## EXERCISE INPUT
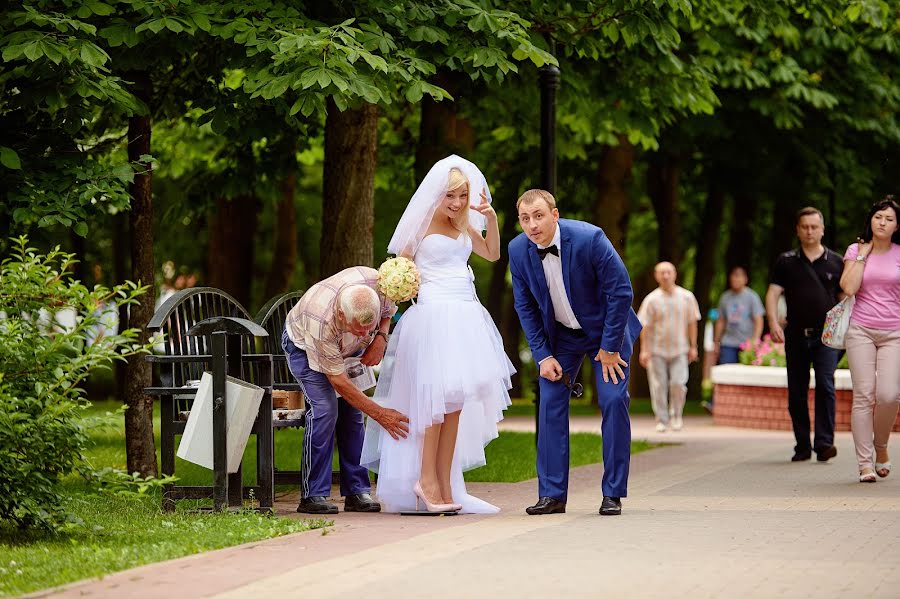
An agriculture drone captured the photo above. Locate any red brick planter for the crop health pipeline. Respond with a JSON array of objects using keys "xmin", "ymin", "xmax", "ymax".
[{"xmin": 712, "ymin": 364, "xmax": 900, "ymax": 431}]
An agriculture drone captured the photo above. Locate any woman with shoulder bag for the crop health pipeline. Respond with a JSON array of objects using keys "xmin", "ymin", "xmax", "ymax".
[{"xmin": 841, "ymin": 196, "xmax": 900, "ymax": 483}]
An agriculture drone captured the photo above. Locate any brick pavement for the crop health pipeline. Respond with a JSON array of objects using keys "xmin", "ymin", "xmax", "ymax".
[{"xmin": 29, "ymin": 417, "xmax": 900, "ymax": 599}]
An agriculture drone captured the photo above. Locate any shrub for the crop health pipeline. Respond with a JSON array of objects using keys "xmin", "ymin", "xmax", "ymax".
[
  {"xmin": 0, "ymin": 237, "xmax": 147, "ymax": 529},
  {"xmin": 738, "ymin": 335, "xmax": 787, "ymax": 366}
]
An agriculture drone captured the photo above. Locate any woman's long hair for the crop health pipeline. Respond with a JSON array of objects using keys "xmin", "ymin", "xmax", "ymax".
[{"xmin": 859, "ymin": 195, "xmax": 900, "ymax": 244}]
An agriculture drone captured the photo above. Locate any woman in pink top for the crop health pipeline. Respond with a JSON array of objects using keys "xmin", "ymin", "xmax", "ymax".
[{"xmin": 841, "ymin": 196, "xmax": 900, "ymax": 483}]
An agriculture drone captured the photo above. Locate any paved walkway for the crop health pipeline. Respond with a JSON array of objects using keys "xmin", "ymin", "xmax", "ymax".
[{"xmin": 29, "ymin": 417, "xmax": 900, "ymax": 599}]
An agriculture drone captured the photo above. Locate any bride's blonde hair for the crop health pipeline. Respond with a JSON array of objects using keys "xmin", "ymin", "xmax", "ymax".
[{"xmin": 447, "ymin": 168, "xmax": 472, "ymax": 231}]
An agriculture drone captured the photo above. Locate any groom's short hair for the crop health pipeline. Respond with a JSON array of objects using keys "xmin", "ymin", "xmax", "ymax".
[{"xmin": 516, "ymin": 189, "xmax": 556, "ymax": 212}]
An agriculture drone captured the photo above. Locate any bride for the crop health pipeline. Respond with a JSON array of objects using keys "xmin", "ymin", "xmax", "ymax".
[{"xmin": 361, "ymin": 155, "xmax": 515, "ymax": 513}]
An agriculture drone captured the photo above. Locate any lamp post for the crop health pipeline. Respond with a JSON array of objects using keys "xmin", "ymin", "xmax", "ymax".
[{"xmin": 534, "ymin": 51, "xmax": 560, "ymax": 444}]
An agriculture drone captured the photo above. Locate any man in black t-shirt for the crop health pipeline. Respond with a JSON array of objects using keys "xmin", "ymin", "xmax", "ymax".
[{"xmin": 766, "ymin": 208, "xmax": 844, "ymax": 462}]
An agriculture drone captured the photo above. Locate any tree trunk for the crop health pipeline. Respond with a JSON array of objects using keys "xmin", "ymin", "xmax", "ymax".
[
  {"xmin": 319, "ymin": 99, "xmax": 378, "ymax": 277},
  {"xmin": 264, "ymin": 173, "xmax": 297, "ymax": 301},
  {"xmin": 647, "ymin": 152, "xmax": 683, "ymax": 268},
  {"xmin": 125, "ymin": 72, "xmax": 157, "ymax": 477},
  {"xmin": 112, "ymin": 212, "xmax": 129, "ymax": 402},
  {"xmin": 415, "ymin": 71, "xmax": 475, "ymax": 182},
  {"xmin": 769, "ymin": 154, "xmax": 808, "ymax": 266},
  {"xmin": 594, "ymin": 135, "xmax": 634, "ymax": 253},
  {"xmin": 725, "ymin": 193, "xmax": 757, "ymax": 275},
  {"xmin": 688, "ymin": 181, "xmax": 725, "ymax": 401},
  {"xmin": 69, "ymin": 230, "xmax": 88, "ymax": 289},
  {"xmin": 207, "ymin": 196, "xmax": 260, "ymax": 311}
]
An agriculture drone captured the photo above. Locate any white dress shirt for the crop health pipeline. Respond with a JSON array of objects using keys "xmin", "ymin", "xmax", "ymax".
[{"xmin": 538, "ymin": 223, "xmax": 581, "ymax": 329}]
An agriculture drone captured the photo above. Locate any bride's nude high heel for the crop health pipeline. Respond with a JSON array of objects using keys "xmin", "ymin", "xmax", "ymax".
[{"xmin": 413, "ymin": 481, "xmax": 462, "ymax": 512}]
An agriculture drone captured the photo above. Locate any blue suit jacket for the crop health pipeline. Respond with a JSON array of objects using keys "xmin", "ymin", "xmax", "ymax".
[{"xmin": 509, "ymin": 218, "xmax": 641, "ymax": 362}]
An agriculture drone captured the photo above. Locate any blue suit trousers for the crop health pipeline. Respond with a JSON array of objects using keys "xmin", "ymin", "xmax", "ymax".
[{"xmin": 537, "ymin": 325, "xmax": 633, "ymax": 501}]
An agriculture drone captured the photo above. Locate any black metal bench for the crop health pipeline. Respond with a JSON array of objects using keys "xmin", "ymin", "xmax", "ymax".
[
  {"xmin": 254, "ymin": 291, "xmax": 305, "ymax": 485},
  {"xmin": 144, "ymin": 287, "xmax": 274, "ymax": 511}
]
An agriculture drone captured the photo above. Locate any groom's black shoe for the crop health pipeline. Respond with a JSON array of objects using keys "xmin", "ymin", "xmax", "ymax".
[
  {"xmin": 600, "ymin": 497, "xmax": 622, "ymax": 516},
  {"xmin": 525, "ymin": 497, "xmax": 566, "ymax": 516},
  {"xmin": 297, "ymin": 497, "xmax": 337, "ymax": 514},
  {"xmin": 344, "ymin": 493, "xmax": 381, "ymax": 512}
]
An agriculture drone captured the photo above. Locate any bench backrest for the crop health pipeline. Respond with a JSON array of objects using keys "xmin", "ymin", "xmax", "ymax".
[
  {"xmin": 147, "ymin": 287, "xmax": 253, "ymax": 387},
  {"xmin": 255, "ymin": 291, "xmax": 303, "ymax": 390}
]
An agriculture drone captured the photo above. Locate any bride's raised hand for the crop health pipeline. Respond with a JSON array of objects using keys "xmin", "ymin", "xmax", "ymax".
[{"xmin": 469, "ymin": 189, "xmax": 497, "ymax": 219}]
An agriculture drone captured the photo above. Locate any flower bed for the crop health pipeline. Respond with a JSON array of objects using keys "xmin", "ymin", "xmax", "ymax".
[{"xmin": 712, "ymin": 364, "xmax": 900, "ymax": 431}]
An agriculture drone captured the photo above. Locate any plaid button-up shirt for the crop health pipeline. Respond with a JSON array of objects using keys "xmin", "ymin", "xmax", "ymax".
[{"xmin": 284, "ymin": 266, "xmax": 397, "ymax": 375}]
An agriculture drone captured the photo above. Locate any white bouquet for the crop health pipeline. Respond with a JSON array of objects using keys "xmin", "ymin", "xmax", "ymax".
[{"xmin": 378, "ymin": 256, "xmax": 421, "ymax": 304}]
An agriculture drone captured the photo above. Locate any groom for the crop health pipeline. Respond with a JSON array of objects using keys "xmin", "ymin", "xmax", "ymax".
[{"xmin": 509, "ymin": 189, "xmax": 641, "ymax": 516}]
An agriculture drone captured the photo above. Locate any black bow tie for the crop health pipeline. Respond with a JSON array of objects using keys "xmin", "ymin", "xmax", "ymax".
[{"xmin": 538, "ymin": 245, "xmax": 559, "ymax": 260}]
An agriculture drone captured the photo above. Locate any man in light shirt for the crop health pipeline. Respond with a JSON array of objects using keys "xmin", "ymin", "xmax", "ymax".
[
  {"xmin": 281, "ymin": 266, "xmax": 409, "ymax": 514},
  {"xmin": 509, "ymin": 189, "xmax": 641, "ymax": 516},
  {"xmin": 638, "ymin": 262, "xmax": 700, "ymax": 432}
]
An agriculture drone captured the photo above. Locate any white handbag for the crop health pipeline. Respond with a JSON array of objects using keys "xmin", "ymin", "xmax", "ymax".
[{"xmin": 822, "ymin": 295, "xmax": 856, "ymax": 349}]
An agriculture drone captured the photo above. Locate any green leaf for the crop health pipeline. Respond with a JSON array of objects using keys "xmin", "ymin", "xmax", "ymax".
[
  {"xmin": 316, "ymin": 69, "xmax": 331, "ymax": 89},
  {"xmin": 166, "ymin": 19, "xmax": 184, "ymax": 33},
  {"xmin": 405, "ymin": 81, "xmax": 423, "ymax": 104},
  {"xmin": 0, "ymin": 146, "xmax": 22, "ymax": 171},
  {"xmin": 81, "ymin": 42, "xmax": 109, "ymax": 67},
  {"xmin": 112, "ymin": 164, "xmax": 134, "ymax": 183},
  {"xmin": 85, "ymin": 0, "xmax": 115, "ymax": 17},
  {"xmin": 191, "ymin": 12, "xmax": 212, "ymax": 31}
]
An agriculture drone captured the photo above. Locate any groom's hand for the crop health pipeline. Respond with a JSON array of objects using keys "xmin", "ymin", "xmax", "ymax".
[
  {"xmin": 359, "ymin": 335, "xmax": 387, "ymax": 366},
  {"xmin": 541, "ymin": 356, "xmax": 562, "ymax": 381},
  {"xmin": 372, "ymin": 408, "xmax": 409, "ymax": 440},
  {"xmin": 594, "ymin": 349, "xmax": 628, "ymax": 385}
]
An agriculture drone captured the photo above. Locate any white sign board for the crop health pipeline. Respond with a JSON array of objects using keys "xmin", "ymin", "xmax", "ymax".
[{"xmin": 178, "ymin": 372, "xmax": 265, "ymax": 473}]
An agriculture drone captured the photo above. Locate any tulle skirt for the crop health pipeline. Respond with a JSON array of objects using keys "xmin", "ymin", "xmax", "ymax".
[{"xmin": 361, "ymin": 277, "xmax": 515, "ymax": 513}]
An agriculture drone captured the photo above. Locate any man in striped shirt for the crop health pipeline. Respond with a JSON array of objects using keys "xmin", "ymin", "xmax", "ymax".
[
  {"xmin": 281, "ymin": 266, "xmax": 409, "ymax": 514},
  {"xmin": 638, "ymin": 262, "xmax": 700, "ymax": 432}
]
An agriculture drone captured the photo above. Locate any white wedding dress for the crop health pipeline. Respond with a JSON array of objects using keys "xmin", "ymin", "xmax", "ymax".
[{"xmin": 360, "ymin": 233, "xmax": 515, "ymax": 514}]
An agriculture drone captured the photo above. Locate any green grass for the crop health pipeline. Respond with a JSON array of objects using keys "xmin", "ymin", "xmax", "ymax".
[
  {"xmin": 0, "ymin": 492, "xmax": 330, "ymax": 596},
  {"xmin": 0, "ymin": 400, "xmax": 651, "ymax": 596},
  {"xmin": 0, "ymin": 402, "xmax": 331, "ymax": 596},
  {"xmin": 465, "ymin": 432, "xmax": 654, "ymax": 483}
]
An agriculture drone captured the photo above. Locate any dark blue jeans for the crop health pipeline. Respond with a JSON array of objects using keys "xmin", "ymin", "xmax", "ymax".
[
  {"xmin": 281, "ymin": 331, "xmax": 371, "ymax": 497},
  {"xmin": 784, "ymin": 331, "xmax": 840, "ymax": 453}
]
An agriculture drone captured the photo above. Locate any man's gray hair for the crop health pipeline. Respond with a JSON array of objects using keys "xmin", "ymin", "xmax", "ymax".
[{"xmin": 338, "ymin": 285, "xmax": 381, "ymax": 326}]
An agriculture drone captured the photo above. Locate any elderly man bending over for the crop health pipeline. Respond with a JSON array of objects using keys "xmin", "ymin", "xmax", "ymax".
[{"xmin": 281, "ymin": 266, "xmax": 409, "ymax": 514}]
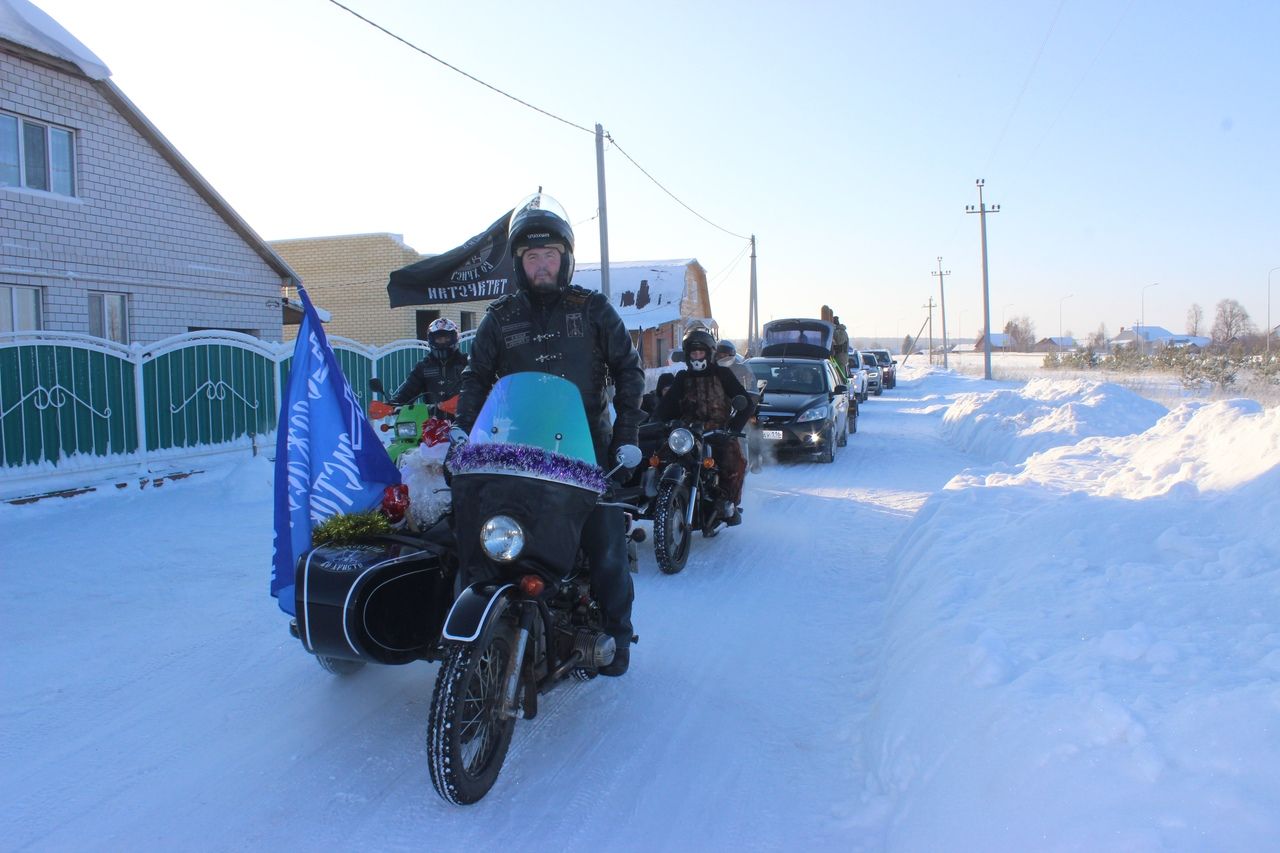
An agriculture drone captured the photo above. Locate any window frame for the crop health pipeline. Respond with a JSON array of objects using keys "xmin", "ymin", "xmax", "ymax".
[
  {"xmin": 0, "ymin": 282, "xmax": 45, "ymax": 334},
  {"xmin": 88, "ymin": 291, "xmax": 131, "ymax": 346},
  {"xmin": 0, "ymin": 110, "xmax": 79, "ymax": 199}
]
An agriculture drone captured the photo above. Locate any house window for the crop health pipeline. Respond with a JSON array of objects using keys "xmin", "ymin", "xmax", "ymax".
[
  {"xmin": 0, "ymin": 113, "xmax": 76, "ymax": 196},
  {"xmin": 417, "ymin": 309, "xmax": 440, "ymax": 341},
  {"xmin": 0, "ymin": 284, "xmax": 42, "ymax": 332},
  {"xmin": 88, "ymin": 291, "xmax": 129, "ymax": 343}
]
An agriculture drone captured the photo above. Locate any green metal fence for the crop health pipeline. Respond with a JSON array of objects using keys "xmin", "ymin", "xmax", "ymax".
[{"xmin": 0, "ymin": 332, "xmax": 440, "ymax": 497}]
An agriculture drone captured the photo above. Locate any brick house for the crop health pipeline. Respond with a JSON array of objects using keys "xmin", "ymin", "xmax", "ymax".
[
  {"xmin": 0, "ymin": 0, "xmax": 296, "ymax": 343},
  {"xmin": 270, "ymin": 234, "xmax": 489, "ymax": 346},
  {"xmin": 573, "ymin": 257, "xmax": 719, "ymax": 368}
]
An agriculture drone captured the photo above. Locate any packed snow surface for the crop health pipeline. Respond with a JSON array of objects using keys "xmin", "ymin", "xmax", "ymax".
[{"xmin": 0, "ymin": 368, "xmax": 1280, "ymax": 850}]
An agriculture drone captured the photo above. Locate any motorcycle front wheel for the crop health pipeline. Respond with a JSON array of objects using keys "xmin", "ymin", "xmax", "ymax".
[
  {"xmin": 426, "ymin": 630, "xmax": 516, "ymax": 806},
  {"xmin": 653, "ymin": 483, "xmax": 692, "ymax": 575}
]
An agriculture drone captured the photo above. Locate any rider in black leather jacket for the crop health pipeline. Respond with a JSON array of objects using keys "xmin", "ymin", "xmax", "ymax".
[
  {"xmin": 456, "ymin": 192, "xmax": 644, "ymax": 675},
  {"xmin": 387, "ymin": 318, "xmax": 467, "ymax": 406}
]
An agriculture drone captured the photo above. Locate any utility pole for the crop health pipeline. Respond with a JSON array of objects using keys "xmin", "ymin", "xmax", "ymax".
[
  {"xmin": 932, "ymin": 255, "xmax": 951, "ymax": 370},
  {"xmin": 964, "ymin": 178, "xmax": 1000, "ymax": 379},
  {"xmin": 746, "ymin": 234, "xmax": 760, "ymax": 356},
  {"xmin": 595, "ymin": 124, "xmax": 609, "ymax": 298},
  {"xmin": 920, "ymin": 296, "xmax": 933, "ymax": 364}
]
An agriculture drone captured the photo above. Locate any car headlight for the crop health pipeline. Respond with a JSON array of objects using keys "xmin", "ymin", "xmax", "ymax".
[
  {"xmin": 667, "ymin": 429, "xmax": 694, "ymax": 455},
  {"xmin": 480, "ymin": 515, "xmax": 525, "ymax": 562}
]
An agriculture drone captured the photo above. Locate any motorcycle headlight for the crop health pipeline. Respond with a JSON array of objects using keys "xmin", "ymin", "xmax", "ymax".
[
  {"xmin": 480, "ymin": 515, "xmax": 525, "ymax": 562},
  {"xmin": 796, "ymin": 406, "xmax": 831, "ymax": 424},
  {"xmin": 667, "ymin": 429, "xmax": 694, "ymax": 455}
]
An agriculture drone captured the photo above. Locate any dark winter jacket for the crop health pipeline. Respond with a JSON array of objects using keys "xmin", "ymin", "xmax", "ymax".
[
  {"xmin": 655, "ymin": 364, "xmax": 755, "ymax": 432},
  {"xmin": 387, "ymin": 350, "xmax": 467, "ymax": 406},
  {"xmin": 457, "ymin": 281, "xmax": 644, "ymax": 467}
]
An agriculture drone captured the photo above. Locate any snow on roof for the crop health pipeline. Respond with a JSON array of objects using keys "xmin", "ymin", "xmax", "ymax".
[
  {"xmin": 573, "ymin": 257, "xmax": 698, "ymax": 332},
  {"xmin": 0, "ymin": 0, "xmax": 111, "ymax": 79}
]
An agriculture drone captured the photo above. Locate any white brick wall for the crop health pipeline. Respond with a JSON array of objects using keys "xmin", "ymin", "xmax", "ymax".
[{"xmin": 0, "ymin": 49, "xmax": 282, "ymax": 342}]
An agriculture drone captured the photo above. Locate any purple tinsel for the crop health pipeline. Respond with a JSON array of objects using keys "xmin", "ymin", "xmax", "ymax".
[{"xmin": 449, "ymin": 443, "xmax": 608, "ymax": 493}]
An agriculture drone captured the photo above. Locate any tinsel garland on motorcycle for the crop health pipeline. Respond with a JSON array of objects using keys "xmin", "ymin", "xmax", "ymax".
[{"xmin": 449, "ymin": 443, "xmax": 608, "ymax": 493}]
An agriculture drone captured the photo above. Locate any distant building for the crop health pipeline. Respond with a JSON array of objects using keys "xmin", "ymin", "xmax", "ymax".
[
  {"xmin": 0, "ymin": 0, "xmax": 296, "ymax": 343},
  {"xmin": 573, "ymin": 257, "xmax": 719, "ymax": 368},
  {"xmin": 1032, "ymin": 337, "xmax": 1079, "ymax": 352},
  {"xmin": 271, "ymin": 233, "xmax": 489, "ymax": 346},
  {"xmin": 1110, "ymin": 325, "xmax": 1212, "ymax": 351}
]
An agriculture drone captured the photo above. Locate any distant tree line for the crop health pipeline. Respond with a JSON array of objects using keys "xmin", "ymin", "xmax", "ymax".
[{"xmin": 1044, "ymin": 300, "xmax": 1280, "ymax": 389}]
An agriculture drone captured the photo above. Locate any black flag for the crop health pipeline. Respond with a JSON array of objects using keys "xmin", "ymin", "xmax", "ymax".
[{"xmin": 387, "ymin": 211, "xmax": 516, "ymax": 307}]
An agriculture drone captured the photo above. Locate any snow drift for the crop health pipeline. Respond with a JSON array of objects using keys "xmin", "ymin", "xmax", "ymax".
[{"xmin": 865, "ymin": 382, "xmax": 1280, "ymax": 850}]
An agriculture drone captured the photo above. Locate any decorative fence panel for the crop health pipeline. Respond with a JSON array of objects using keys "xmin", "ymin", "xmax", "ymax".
[
  {"xmin": 0, "ymin": 334, "xmax": 138, "ymax": 467},
  {"xmin": 0, "ymin": 332, "xmax": 450, "ymax": 498},
  {"xmin": 142, "ymin": 332, "xmax": 279, "ymax": 451}
]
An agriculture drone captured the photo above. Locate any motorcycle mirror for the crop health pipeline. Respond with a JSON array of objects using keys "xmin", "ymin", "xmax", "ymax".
[{"xmin": 614, "ymin": 444, "xmax": 643, "ymax": 467}]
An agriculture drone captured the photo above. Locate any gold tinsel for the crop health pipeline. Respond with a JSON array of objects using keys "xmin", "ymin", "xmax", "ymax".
[{"xmin": 311, "ymin": 510, "xmax": 392, "ymax": 547}]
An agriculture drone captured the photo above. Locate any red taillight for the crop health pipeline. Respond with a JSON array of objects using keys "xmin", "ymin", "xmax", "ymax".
[{"xmin": 383, "ymin": 483, "xmax": 408, "ymax": 523}]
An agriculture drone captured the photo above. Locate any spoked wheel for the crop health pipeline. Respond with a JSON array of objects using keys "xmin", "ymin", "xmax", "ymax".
[
  {"xmin": 316, "ymin": 654, "xmax": 365, "ymax": 675},
  {"xmin": 653, "ymin": 483, "xmax": 692, "ymax": 575},
  {"xmin": 426, "ymin": 630, "xmax": 516, "ymax": 806}
]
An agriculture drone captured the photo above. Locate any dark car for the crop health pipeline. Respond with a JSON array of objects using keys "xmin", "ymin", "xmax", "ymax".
[
  {"xmin": 868, "ymin": 350, "xmax": 897, "ymax": 389},
  {"xmin": 746, "ymin": 356, "xmax": 852, "ymax": 462}
]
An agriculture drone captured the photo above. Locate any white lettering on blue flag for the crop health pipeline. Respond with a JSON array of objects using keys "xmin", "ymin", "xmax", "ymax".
[{"xmin": 271, "ymin": 288, "xmax": 399, "ymax": 613}]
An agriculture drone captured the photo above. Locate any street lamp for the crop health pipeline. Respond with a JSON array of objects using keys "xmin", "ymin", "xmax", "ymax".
[
  {"xmin": 1138, "ymin": 282, "xmax": 1160, "ymax": 355},
  {"xmin": 1267, "ymin": 266, "xmax": 1280, "ymax": 361}
]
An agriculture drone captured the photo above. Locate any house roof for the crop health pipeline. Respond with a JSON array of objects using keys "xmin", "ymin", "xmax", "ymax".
[
  {"xmin": 1111, "ymin": 325, "xmax": 1178, "ymax": 343},
  {"xmin": 573, "ymin": 257, "xmax": 701, "ymax": 330},
  {"xmin": 0, "ymin": 0, "xmax": 298, "ymax": 283},
  {"xmin": 0, "ymin": 0, "xmax": 111, "ymax": 79}
]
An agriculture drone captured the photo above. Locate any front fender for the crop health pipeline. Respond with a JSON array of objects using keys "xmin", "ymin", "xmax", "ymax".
[
  {"xmin": 662, "ymin": 462, "xmax": 685, "ymax": 485},
  {"xmin": 442, "ymin": 583, "xmax": 516, "ymax": 643}
]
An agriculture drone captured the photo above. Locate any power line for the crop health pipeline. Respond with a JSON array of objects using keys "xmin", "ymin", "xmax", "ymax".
[
  {"xmin": 329, "ymin": 0, "xmax": 748, "ymax": 240},
  {"xmin": 604, "ymin": 133, "xmax": 750, "ymax": 240},
  {"xmin": 707, "ymin": 242, "xmax": 751, "ymax": 296},
  {"xmin": 329, "ymin": 0, "xmax": 595, "ymax": 136},
  {"xmin": 983, "ymin": 0, "xmax": 1066, "ymax": 172}
]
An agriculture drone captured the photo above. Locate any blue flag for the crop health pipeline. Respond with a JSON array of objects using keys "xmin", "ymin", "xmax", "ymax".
[{"xmin": 264, "ymin": 287, "xmax": 401, "ymax": 613}]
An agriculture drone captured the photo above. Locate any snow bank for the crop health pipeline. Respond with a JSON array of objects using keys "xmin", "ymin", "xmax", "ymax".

## WHAT IS REQUIRED
Reproduce every line of the entries above, from the line containing "An agriculture drone captured the photo above. Locate any front" through the end of the entries, both ends included. Add -140 to each bounding-box coordinate in the answers, and leave the requests unchanged.

## ANSWER
An agriculture drone captured the photo above. Locate any front fender for the crop health pipeline. Respond with a JSON array of objects using keys "xmin", "ymin", "xmax", "ymax".
[
  {"xmin": 522, "ymin": 322, "xmax": 545, "ymax": 345},
  {"xmin": 302, "ymin": 443, "xmax": 376, "ymax": 503}
]
An agriculture drone captured the photo above. Locate any power line for the crop health pipeline. Respond with a JSON array of objects using keys "xmin", "ymin", "xmax", "ymax".
[
  {"xmin": 189, "ymin": -140, "xmax": 608, "ymax": 100},
  {"xmin": 464, "ymin": -7, "xmax": 610, "ymax": 100},
  {"xmin": 567, "ymin": 102, "xmax": 611, "ymax": 156},
  {"xmin": 189, "ymin": -140, "xmax": 455, "ymax": -4},
  {"xmin": 843, "ymin": -140, "xmax": 926, "ymax": 32}
]
An agriculture drone captured the photo above. Locate any blue flag for the crop health pipeline. Respond with a JSON array of objects using keys "xmin", "ymin", "xmax", "ymax".
[{"xmin": 124, "ymin": 147, "xmax": 261, "ymax": 473}]
An agriculture drone captured the photo above. Locate any snow bank for the crop health pipeline. Respond with a JSON array of objects using keys "xmin", "ymin", "xmax", "ymax".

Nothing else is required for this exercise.